◆ **BLOK TEKS**
Mereka berpendapat bahwa makna hakiki dari penurunan Alquran ini tidak akan ada
habisnya hanya pada makna pada bentuk zahirnya saja, tetapi ada makna yang zahir/jelas
dan bathin/samar. Dan yang paling penting adalah hendaklah disandingkan
kedua arti itu.
Kaum
sufi berpendapat bahwa ilmu isyarah adalah ilmu tentang rahasia-rahasia
dalam Alquran dengan jalan mengamalkannya,[9] mereka
menamakannya, mazhab ahlu sufwah dalam menyimpulkan dengan benar apa
yang dapat difahami dari Alquran.
Allah SWT.
berfirman;
ا فلا
يتدبرون القرأن أم على فلويهم أقفالها
Dan nabi Muhammad SAW bersabda;
من عمل بما علم ورثه الله
نعالى علم ما لم يعلم
‘’Barang siapa yang mengamalkan apa yang ia ketahui, niscaya
Allah SWT. akan memberikannya ilmu
tentang apa yang belum ia ketahui’’
Yaitu ilmu yang tidak ada pada
ahli ilmu (ilmuwan lainnya).
Sedangkan iqpalul qulub (hati terkunci) adalah karat
yang ada pada hati, karena banyaknya dosa, mengikuti hawa nafsu, mencintai
dunia, kelalain yang panjang, ketamakan yang sangat, mencintai kesejahteraan,
mencintai pujian dan sanjungan. Dan lain sebagainya yang termasuk dari
kesesatan dan kelalaian, pelanggaran dan pengkhianatan.

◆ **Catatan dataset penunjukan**
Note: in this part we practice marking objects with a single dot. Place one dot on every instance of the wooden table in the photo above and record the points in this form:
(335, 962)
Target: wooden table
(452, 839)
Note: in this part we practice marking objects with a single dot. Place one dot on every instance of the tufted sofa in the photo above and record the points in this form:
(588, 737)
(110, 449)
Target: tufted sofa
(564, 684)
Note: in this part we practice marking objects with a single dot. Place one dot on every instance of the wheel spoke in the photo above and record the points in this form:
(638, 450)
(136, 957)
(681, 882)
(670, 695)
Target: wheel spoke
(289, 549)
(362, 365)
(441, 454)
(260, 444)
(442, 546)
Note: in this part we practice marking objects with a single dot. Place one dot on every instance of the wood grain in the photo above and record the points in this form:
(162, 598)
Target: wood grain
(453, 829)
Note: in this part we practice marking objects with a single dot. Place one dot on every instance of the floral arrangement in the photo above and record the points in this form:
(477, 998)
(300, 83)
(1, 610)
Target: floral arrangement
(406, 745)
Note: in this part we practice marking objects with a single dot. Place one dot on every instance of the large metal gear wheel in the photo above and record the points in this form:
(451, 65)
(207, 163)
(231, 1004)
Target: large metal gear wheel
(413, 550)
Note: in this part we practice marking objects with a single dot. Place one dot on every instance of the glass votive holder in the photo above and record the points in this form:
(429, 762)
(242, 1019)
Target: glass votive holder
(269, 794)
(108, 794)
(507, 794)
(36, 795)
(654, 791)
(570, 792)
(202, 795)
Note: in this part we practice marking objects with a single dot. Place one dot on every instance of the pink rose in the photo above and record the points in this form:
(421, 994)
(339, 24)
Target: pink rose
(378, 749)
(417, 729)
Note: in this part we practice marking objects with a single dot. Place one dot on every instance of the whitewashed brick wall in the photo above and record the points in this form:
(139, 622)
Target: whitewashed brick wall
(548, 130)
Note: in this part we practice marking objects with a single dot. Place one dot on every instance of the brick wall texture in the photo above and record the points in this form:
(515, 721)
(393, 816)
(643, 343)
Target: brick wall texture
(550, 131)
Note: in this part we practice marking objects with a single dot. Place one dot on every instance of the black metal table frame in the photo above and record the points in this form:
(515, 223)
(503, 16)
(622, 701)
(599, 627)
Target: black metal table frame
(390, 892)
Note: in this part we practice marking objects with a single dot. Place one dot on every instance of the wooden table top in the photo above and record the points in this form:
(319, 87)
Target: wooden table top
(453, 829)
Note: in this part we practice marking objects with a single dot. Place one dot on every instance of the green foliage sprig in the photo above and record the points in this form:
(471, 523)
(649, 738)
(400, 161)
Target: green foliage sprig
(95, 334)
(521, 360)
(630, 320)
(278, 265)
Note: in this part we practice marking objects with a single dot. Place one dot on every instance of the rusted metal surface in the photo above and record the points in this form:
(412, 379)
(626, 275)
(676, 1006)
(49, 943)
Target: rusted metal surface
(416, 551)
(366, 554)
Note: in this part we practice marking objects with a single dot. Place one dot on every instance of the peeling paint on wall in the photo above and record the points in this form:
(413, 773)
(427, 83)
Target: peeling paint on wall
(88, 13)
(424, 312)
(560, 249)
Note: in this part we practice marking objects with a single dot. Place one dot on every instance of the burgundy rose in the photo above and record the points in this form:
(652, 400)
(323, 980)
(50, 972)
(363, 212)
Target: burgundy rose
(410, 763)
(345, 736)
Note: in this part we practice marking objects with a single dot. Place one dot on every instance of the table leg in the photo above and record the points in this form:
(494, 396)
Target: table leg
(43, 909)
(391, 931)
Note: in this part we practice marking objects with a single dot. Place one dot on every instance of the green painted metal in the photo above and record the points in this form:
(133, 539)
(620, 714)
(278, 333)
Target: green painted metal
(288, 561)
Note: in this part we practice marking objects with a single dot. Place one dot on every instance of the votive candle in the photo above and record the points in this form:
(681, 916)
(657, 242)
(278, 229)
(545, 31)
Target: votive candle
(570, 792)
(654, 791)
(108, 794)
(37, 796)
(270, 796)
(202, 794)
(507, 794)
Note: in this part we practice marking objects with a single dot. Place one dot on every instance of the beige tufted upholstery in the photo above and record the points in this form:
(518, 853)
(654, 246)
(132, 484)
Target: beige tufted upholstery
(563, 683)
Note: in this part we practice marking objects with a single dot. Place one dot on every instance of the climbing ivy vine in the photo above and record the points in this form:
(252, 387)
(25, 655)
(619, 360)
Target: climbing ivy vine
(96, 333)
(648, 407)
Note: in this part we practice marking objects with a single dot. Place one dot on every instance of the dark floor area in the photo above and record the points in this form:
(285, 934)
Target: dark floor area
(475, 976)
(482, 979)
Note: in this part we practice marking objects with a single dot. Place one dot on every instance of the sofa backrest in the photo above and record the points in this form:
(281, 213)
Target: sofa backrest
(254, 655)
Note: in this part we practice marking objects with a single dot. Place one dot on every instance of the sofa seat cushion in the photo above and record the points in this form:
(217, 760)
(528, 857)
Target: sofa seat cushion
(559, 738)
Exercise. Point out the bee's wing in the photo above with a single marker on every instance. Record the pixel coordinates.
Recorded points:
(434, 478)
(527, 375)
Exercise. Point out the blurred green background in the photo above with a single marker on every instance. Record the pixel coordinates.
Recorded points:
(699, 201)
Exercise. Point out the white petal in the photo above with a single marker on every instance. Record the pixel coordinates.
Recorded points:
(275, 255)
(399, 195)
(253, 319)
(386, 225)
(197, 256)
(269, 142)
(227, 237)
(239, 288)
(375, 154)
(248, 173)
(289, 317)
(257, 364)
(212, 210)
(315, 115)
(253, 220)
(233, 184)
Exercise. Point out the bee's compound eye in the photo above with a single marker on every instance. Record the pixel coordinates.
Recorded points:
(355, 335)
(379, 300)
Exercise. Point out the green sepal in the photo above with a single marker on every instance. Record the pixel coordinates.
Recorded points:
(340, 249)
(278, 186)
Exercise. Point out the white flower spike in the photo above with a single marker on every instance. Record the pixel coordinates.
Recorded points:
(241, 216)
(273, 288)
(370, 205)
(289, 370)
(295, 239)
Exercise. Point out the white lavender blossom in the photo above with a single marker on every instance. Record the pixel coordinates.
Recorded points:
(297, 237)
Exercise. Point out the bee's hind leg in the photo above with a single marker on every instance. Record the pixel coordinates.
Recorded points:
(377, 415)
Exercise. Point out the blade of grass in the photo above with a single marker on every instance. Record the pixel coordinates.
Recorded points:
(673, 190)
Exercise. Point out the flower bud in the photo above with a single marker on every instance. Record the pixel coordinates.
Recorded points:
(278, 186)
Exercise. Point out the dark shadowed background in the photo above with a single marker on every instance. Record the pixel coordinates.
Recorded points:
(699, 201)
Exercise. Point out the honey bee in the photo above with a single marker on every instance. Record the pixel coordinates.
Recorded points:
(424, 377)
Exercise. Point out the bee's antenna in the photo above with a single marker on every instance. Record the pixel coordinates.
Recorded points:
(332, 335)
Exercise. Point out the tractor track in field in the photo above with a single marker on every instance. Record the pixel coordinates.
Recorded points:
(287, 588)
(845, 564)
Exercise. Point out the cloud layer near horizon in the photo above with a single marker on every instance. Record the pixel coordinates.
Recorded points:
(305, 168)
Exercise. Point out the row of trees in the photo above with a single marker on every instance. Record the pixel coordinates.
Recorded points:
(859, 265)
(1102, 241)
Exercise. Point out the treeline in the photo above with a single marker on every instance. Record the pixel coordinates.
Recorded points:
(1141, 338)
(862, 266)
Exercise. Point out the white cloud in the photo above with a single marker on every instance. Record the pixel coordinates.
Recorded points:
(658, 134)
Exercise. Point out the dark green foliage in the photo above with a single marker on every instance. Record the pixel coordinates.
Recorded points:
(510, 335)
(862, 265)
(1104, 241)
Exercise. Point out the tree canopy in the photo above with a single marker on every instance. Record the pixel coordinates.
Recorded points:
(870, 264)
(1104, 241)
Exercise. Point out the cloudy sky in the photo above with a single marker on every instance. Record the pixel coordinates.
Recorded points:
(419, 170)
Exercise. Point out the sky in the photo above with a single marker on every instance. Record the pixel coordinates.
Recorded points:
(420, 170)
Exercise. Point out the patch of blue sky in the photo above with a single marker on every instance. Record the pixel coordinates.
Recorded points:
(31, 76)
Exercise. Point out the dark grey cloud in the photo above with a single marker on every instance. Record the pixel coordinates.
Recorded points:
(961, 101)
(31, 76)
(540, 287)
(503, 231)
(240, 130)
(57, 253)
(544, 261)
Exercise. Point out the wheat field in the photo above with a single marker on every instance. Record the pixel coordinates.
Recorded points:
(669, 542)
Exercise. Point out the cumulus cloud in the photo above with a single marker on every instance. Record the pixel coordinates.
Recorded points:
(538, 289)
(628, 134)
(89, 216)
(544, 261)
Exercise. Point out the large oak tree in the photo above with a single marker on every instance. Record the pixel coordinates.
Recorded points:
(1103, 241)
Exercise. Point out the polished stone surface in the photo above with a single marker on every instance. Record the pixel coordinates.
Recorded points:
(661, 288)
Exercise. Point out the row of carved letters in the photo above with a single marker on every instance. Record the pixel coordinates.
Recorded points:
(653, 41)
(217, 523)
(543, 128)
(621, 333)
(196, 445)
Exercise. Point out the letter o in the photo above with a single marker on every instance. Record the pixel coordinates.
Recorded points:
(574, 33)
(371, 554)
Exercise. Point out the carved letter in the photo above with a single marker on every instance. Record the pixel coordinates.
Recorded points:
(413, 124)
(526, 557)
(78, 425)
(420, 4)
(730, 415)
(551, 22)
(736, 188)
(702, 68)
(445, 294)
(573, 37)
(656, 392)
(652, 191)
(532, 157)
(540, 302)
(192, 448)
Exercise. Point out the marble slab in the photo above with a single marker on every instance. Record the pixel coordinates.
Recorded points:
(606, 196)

◆ **TUGAS ANDA**
Lanjutkan teks tentang pandangan kaum sufi mengenai ilmu isyarah dan makna batin Alquran, dimulai tepat setelah kalimat terakhirnya.

◆ **HASIL LATIHAN**
Apabila Allah SWT.
telah melepaskan hal itu dari hati, yakni dengan bertaubat yang baik,
dan penyesalan atas perbuatan zalim yang ia lakukan, maka Allah SWT. akan membukakan hati yang terkuci tersebut.,
dan memberikan bekal, faedah dari hal-hal yang ghaib kepada orang tersebut.
Maka dengan begitu seorang yang telah diberikan hal tersebut akan bisa
menta’birkannya (mengkalimatkan) dalam menerjemahkan al-qur’an, yaitu dengan
lidah yang bisa berbicara tentang keghoriban (keanehan) hikmah dan keghoriban
ilmu.
Allah SWT.
berfirman;
أفلا يتدبرون القرأن ولو كان
من عند غير الله لوجدوا فيه اختلافا كثيرا (النساء 82)
‘’Maka apakah mereka
tidak memperhatikan al-Qur’an. Kalau kiranya Alquran itu bukan dari sisi Allah
SWT. , tentulah mendapatkan pertentangan
yang banyak didalamnya’’.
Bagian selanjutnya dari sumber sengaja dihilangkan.